EXERCISE OBJECTIVE =>
Keep only the lines of the data below that contain "facade", and copy them.

INFORMATION PROVIDED =>
....

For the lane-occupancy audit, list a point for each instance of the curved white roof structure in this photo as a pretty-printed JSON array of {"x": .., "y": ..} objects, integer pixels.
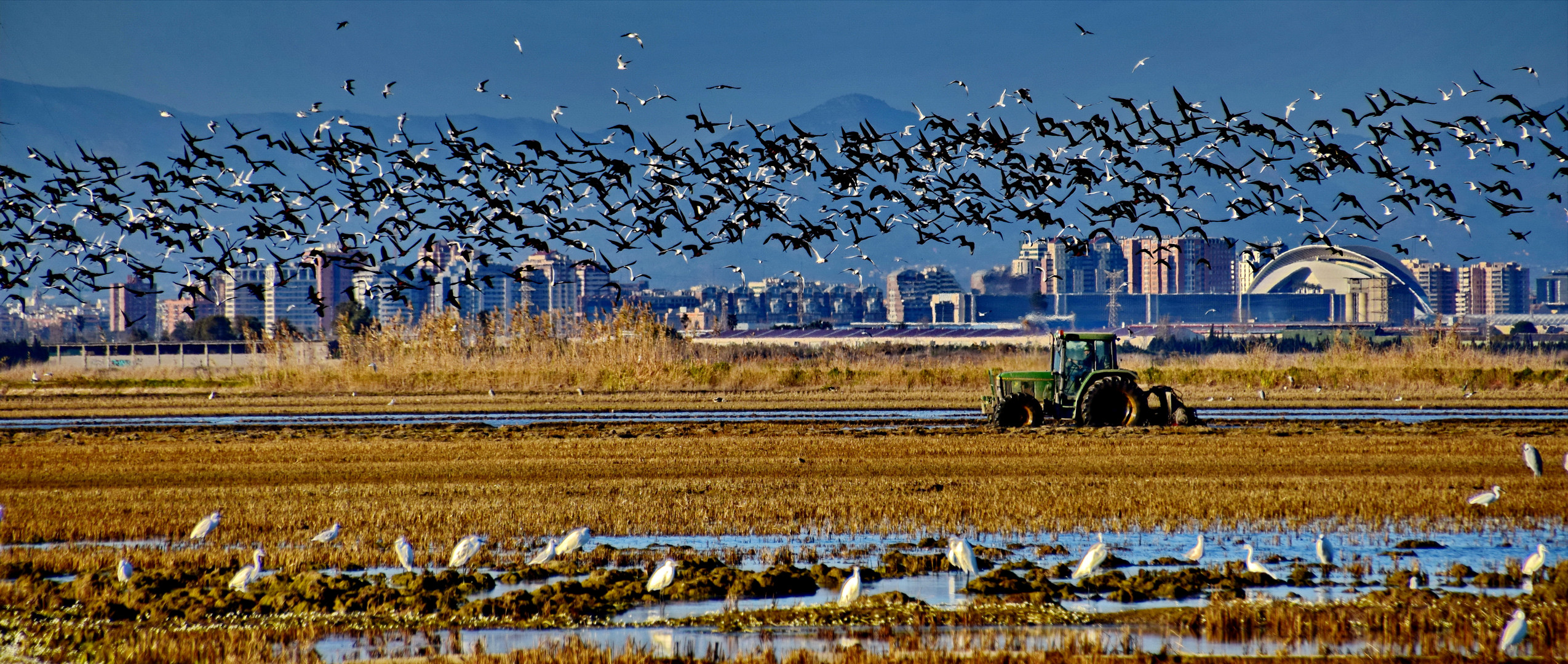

....

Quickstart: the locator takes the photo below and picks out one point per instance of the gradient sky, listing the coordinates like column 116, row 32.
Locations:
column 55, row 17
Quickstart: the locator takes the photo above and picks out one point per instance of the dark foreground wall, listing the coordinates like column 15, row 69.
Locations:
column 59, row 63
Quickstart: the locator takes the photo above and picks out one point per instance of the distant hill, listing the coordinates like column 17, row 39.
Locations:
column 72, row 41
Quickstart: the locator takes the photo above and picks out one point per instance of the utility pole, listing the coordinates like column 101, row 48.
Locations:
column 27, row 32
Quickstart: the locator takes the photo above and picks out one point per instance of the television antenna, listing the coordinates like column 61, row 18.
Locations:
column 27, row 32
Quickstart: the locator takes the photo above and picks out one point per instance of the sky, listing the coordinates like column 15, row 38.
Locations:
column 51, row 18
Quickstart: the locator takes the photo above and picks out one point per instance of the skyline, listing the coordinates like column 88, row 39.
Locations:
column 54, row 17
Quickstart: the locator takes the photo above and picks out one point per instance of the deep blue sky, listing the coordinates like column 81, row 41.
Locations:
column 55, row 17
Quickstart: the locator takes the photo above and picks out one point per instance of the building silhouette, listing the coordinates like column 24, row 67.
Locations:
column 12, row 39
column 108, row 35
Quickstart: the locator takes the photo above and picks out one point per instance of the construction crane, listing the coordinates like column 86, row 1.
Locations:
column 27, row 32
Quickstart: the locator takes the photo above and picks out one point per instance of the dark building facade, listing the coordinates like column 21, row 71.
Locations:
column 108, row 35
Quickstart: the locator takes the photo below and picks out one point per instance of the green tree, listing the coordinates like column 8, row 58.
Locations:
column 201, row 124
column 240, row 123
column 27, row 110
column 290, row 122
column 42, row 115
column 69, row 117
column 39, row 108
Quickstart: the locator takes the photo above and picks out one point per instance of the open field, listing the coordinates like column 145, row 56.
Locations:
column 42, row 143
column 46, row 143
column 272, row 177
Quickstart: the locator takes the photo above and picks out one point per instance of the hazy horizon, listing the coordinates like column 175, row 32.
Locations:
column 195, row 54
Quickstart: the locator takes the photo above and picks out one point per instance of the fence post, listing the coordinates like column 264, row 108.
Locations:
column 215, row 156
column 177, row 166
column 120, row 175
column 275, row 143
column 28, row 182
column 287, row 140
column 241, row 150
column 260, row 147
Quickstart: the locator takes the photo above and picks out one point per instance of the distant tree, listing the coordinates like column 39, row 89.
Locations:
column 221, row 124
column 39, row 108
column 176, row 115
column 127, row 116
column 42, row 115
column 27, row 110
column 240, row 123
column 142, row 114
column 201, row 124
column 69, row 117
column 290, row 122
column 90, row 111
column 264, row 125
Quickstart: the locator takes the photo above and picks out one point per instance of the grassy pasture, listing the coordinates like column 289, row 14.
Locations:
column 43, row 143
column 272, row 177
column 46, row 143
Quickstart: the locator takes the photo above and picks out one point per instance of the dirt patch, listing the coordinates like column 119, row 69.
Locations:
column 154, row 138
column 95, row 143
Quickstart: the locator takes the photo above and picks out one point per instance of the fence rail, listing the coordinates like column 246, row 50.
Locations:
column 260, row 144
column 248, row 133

....

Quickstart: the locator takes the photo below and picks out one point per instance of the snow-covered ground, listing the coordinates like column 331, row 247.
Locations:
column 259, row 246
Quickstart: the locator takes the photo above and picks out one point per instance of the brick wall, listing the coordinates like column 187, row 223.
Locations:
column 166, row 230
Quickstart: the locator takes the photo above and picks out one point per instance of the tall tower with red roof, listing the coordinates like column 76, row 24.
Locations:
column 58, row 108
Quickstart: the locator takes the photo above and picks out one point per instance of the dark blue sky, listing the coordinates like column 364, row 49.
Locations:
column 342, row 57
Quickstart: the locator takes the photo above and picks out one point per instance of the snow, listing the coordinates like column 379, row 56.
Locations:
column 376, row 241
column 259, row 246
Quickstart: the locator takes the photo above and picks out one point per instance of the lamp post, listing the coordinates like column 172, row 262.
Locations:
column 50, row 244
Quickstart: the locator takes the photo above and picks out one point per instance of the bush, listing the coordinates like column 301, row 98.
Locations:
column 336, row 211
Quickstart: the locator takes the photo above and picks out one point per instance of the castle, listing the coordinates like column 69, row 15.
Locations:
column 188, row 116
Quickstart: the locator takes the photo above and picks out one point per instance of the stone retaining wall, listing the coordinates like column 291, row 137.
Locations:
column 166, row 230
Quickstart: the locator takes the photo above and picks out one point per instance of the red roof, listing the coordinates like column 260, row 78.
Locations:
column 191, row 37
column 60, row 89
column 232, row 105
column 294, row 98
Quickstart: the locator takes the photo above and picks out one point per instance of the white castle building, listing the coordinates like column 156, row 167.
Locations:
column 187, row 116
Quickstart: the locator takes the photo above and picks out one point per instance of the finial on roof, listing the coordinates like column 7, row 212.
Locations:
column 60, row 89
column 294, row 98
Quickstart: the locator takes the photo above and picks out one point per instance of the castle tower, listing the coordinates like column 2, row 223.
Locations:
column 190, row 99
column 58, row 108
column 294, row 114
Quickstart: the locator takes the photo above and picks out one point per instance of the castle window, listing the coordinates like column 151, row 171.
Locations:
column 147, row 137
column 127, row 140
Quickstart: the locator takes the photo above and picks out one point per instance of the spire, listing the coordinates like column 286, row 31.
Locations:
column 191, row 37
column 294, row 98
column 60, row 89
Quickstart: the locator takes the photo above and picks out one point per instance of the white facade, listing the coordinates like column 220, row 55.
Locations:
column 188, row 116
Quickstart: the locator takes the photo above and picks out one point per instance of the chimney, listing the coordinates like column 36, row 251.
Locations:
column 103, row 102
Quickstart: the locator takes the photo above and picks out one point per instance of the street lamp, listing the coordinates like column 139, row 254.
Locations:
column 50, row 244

....

OUTPUT OF THE EXERCISE =>
Quickstart: the locator takes the photo above and picks out one point per instance of the dark building facade, listing the coordinates like column 21, row 71.
Quickstart: the locator takes the photo above and picks out one point per instance of the white facade, listing the coordinates like column 220, row 55.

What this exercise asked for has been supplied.